● Records supplied:
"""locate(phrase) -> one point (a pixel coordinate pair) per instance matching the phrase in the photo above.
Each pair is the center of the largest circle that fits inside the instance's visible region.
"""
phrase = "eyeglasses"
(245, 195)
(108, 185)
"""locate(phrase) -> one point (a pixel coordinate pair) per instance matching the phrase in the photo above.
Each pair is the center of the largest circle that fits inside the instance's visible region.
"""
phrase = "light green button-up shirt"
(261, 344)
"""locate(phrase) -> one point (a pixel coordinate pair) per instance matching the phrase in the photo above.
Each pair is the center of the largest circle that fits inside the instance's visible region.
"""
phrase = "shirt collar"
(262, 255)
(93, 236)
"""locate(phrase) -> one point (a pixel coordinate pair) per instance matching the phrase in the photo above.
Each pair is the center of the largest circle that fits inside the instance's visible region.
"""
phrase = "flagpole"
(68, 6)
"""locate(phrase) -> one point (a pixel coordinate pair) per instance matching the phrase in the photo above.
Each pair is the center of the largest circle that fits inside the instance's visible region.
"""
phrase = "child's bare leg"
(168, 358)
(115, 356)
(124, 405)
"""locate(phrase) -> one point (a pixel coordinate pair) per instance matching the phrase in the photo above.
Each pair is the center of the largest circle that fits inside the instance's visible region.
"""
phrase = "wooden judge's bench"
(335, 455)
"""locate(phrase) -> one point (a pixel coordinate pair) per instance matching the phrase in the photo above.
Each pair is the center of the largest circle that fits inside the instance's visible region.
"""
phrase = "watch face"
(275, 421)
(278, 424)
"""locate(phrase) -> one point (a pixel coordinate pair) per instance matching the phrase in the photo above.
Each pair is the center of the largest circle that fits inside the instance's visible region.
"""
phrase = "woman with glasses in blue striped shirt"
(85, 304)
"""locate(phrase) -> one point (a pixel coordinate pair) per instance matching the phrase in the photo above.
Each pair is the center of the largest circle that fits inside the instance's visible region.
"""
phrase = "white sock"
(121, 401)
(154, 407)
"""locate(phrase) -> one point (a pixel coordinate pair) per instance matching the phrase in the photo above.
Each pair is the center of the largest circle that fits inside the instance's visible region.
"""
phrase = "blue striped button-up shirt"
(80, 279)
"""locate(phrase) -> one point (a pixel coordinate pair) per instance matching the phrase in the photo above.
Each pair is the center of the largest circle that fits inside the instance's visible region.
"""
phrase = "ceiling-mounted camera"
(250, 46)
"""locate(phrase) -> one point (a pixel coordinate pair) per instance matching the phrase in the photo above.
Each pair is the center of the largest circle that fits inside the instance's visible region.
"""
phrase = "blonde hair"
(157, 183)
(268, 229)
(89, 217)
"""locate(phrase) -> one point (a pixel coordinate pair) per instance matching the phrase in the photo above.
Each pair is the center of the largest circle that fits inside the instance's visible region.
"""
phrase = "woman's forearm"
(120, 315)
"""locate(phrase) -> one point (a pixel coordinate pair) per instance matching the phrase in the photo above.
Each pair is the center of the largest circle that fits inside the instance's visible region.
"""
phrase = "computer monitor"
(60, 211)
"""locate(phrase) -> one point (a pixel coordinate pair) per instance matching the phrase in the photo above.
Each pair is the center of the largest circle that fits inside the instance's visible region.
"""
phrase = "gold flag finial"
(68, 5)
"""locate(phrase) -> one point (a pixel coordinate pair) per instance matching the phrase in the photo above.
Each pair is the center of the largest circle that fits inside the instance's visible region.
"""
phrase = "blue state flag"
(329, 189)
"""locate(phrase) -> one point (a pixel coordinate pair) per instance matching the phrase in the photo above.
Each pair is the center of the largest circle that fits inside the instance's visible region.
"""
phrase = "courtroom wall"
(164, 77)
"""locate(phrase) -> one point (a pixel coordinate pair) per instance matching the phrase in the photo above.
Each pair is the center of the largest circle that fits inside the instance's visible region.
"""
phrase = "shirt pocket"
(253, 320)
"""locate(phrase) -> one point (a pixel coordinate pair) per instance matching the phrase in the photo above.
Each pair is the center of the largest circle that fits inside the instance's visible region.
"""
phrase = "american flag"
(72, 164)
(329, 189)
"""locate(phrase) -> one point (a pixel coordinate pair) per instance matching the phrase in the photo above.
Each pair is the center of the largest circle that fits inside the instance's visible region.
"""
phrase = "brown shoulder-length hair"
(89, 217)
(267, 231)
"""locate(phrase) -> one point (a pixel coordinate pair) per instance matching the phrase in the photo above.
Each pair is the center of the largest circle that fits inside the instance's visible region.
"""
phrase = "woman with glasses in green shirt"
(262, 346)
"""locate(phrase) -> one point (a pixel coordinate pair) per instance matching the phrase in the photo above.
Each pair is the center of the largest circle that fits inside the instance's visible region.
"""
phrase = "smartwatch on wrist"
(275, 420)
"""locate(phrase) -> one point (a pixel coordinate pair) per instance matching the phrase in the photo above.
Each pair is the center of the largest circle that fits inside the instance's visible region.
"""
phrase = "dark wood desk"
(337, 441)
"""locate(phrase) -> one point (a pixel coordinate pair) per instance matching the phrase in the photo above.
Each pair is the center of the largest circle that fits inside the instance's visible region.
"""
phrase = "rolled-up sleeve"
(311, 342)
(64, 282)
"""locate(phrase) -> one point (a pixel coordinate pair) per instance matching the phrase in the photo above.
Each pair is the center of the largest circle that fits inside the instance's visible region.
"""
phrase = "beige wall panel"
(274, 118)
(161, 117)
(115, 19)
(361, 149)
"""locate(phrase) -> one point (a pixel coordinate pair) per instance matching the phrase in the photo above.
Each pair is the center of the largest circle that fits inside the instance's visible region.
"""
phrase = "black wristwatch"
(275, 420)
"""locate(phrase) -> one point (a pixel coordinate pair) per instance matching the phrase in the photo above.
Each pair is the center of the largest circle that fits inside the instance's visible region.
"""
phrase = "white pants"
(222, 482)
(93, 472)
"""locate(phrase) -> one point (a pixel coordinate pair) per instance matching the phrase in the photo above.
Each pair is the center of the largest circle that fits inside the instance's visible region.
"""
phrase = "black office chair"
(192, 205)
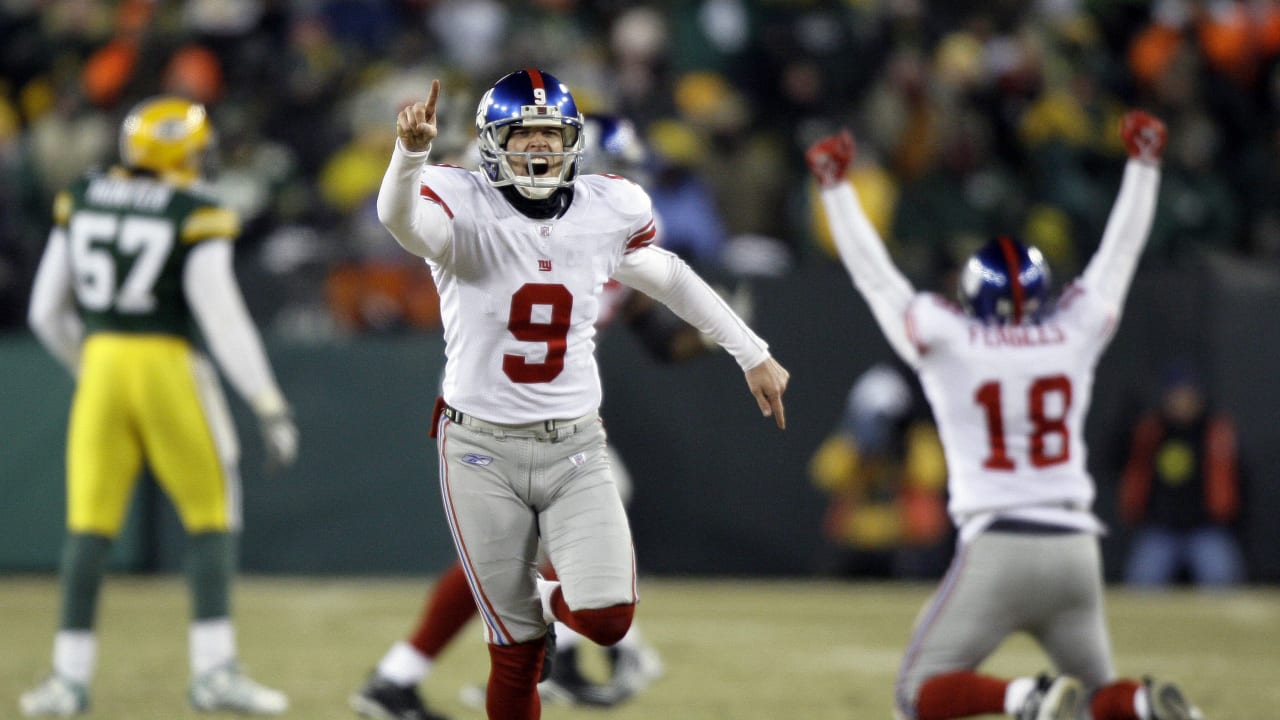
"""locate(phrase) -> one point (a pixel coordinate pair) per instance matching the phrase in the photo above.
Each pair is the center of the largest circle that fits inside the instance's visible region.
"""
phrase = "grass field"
(734, 650)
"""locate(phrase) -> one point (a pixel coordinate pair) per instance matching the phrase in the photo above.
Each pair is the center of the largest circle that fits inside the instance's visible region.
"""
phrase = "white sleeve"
(886, 290)
(668, 279)
(423, 228)
(51, 313)
(1111, 268)
(209, 282)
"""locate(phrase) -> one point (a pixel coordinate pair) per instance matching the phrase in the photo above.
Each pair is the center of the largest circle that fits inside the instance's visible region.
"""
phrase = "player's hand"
(1144, 136)
(768, 381)
(830, 158)
(279, 440)
(415, 126)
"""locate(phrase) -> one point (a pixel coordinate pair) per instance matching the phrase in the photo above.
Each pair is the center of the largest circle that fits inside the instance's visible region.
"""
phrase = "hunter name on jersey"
(132, 194)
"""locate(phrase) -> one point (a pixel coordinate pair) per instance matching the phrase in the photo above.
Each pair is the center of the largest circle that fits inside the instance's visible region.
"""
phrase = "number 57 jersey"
(1010, 404)
(520, 296)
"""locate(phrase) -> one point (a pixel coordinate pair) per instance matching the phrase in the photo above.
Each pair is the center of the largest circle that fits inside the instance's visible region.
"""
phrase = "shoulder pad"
(62, 208)
(210, 222)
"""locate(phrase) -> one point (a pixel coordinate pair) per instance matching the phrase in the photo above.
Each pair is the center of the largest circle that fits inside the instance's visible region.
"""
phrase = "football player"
(1009, 376)
(137, 267)
(611, 144)
(520, 253)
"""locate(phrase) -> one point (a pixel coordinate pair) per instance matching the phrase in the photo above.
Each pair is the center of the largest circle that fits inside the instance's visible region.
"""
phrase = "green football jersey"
(129, 237)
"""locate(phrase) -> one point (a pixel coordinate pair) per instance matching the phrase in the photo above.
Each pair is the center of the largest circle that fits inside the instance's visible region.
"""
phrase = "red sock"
(448, 609)
(512, 691)
(602, 625)
(960, 695)
(1115, 701)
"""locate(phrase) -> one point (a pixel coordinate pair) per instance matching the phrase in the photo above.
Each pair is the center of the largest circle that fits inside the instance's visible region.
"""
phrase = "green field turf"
(732, 650)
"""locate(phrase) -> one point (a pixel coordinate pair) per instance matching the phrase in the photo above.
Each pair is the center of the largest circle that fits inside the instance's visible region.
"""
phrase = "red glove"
(830, 158)
(1144, 136)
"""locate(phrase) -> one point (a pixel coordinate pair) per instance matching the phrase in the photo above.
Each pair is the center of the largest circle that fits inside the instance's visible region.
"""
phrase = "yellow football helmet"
(167, 136)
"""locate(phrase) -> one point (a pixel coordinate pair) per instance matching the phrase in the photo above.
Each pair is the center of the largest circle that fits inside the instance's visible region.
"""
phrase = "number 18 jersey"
(1010, 404)
(520, 296)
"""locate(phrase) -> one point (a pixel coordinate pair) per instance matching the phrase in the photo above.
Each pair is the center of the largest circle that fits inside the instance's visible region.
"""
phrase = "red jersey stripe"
(1015, 282)
(535, 77)
(641, 237)
(430, 195)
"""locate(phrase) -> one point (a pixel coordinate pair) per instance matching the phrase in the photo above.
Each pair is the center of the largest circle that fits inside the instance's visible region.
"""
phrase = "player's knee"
(604, 625)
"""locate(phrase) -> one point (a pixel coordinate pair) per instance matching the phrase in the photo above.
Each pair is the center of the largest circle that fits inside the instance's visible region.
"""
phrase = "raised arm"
(862, 250)
(1111, 268)
(51, 313)
(668, 279)
(423, 228)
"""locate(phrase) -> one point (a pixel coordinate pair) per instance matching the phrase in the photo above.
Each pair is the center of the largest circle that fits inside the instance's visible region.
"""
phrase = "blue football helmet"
(529, 98)
(1005, 282)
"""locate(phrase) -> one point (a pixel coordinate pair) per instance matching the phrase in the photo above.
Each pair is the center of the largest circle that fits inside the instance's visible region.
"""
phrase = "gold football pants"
(149, 397)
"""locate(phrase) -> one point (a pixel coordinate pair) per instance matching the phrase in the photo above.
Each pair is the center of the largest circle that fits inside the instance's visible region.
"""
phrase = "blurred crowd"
(972, 118)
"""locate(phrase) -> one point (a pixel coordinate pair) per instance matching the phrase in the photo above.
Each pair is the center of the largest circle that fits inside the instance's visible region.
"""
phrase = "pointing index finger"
(432, 96)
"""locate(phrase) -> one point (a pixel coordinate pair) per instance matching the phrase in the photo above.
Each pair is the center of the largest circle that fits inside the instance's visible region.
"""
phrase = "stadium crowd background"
(972, 117)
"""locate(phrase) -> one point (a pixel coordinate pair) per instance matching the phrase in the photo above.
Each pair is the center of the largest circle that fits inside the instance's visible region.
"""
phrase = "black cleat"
(566, 684)
(548, 654)
(383, 700)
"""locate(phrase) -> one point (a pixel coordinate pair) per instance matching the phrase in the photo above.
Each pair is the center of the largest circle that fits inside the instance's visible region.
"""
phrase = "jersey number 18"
(1043, 425)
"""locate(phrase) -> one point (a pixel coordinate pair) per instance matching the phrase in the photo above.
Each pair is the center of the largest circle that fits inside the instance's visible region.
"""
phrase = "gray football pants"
(506, 492)
(1048, 586)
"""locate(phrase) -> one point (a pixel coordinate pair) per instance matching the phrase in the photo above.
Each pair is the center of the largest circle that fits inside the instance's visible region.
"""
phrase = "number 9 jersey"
(528, 292)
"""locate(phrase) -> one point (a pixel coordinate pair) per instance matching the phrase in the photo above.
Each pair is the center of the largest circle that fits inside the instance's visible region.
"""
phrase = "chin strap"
(539, 209)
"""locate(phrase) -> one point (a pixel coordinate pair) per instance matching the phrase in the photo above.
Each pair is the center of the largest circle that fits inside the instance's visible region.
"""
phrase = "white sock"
(405, 665)
(211, 645)
(632, 639)
(544, 591)
(76, 655)
(1141, 702)
(566, 637)
(1016, 692)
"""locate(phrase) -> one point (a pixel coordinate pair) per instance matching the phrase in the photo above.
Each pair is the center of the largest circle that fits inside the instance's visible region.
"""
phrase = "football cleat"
(1143, 136)
(54, 697)
(1054, 698)
(1168, 702)
(830, 158)
(383, 700)
(227, 689)
(567, 686)
(635, 668)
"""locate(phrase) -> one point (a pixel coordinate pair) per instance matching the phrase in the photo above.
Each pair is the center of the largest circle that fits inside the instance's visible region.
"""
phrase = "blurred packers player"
(137, 269)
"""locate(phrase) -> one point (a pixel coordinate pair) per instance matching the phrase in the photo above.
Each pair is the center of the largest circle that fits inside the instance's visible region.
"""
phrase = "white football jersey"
(520, 296)
(1010, 401)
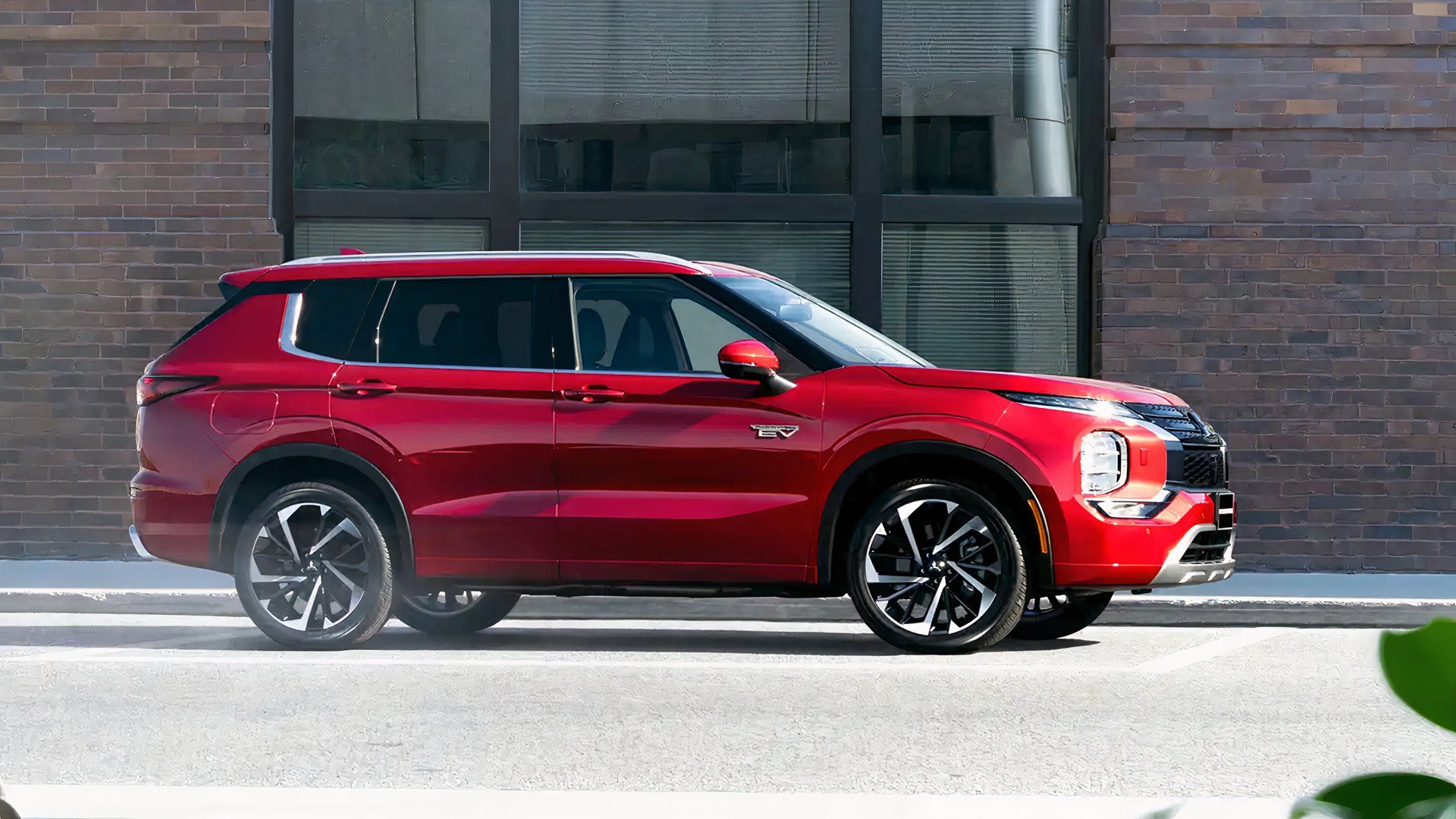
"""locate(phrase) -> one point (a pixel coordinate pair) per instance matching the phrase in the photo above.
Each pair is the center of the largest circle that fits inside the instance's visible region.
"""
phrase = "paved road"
(1114, 722)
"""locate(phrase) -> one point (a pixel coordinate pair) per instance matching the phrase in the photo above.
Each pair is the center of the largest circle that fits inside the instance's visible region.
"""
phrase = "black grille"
(1181, 422)
(1209, 547)
(1204, 468)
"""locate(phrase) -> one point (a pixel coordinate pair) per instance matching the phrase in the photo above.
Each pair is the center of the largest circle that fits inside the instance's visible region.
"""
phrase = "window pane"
(811, 256)
(332, 309)
(459, 322)
(983, 297)
(979, 96)
(650, 325)
(327, 237)
(392, 93)
(685, 95)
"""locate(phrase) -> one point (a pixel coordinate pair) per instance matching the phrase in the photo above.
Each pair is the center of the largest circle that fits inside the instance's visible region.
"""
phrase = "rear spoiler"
(231, 283)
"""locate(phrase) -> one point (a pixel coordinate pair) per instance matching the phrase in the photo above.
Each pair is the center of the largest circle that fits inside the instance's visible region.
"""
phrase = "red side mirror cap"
(747, 353)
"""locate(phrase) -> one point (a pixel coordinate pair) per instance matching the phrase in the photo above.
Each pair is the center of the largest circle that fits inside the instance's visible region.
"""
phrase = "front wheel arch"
(264, 471)
(890, 464)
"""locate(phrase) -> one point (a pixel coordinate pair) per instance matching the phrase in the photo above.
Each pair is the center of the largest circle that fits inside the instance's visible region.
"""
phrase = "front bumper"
(1188, 542)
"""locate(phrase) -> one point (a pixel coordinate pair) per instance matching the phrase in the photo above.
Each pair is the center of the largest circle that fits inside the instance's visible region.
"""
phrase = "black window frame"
(867, 207)
(544, 321)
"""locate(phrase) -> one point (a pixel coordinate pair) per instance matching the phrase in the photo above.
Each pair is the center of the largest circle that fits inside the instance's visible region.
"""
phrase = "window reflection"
(685, 95)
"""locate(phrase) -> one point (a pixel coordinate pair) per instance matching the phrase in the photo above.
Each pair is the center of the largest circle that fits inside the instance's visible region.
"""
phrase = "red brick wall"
(133, 172)
(1282, 253)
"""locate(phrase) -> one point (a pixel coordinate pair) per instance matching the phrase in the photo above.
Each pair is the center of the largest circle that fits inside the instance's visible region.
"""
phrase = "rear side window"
(459, 322)
(331, 315)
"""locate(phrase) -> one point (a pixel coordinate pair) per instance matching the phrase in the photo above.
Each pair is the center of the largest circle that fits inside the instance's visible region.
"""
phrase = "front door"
(450, 397)
(669, 471)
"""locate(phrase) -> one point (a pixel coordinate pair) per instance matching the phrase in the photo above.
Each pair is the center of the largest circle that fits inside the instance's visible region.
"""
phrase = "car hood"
(1044, 385)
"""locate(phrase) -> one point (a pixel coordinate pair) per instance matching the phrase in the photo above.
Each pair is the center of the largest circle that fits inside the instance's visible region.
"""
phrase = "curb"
(1126, 610)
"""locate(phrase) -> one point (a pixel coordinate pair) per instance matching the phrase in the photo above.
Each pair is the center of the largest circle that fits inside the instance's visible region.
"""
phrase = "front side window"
(459, 322)
(651, 325)
(827, 328)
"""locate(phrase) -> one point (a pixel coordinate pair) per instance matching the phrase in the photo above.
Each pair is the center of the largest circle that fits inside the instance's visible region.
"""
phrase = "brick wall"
(1282, 253)
(133, 171)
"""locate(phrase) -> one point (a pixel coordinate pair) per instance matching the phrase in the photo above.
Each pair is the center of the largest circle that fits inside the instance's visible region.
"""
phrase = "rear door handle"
(593, 394)
(367, 388)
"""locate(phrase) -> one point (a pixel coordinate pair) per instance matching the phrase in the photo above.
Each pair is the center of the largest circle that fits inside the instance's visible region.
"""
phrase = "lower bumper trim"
(137, 545)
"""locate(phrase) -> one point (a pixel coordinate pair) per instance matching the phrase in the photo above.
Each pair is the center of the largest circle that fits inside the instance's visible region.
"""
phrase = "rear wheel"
(313, 569)
(1053, 617)
(937, 567)
(452, 613)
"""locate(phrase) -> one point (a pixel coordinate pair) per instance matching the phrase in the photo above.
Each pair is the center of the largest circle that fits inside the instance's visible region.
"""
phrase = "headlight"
(1141, 509)
(1104, 463)
(1094, 406)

● Requirements:
Pull out every line of the records that contains the string "pants", treating uppercase and lowercase as different.

● Completed exercise:
phrase = "white pants"
phrase = "gold football pants"
phrase = "gray football pants"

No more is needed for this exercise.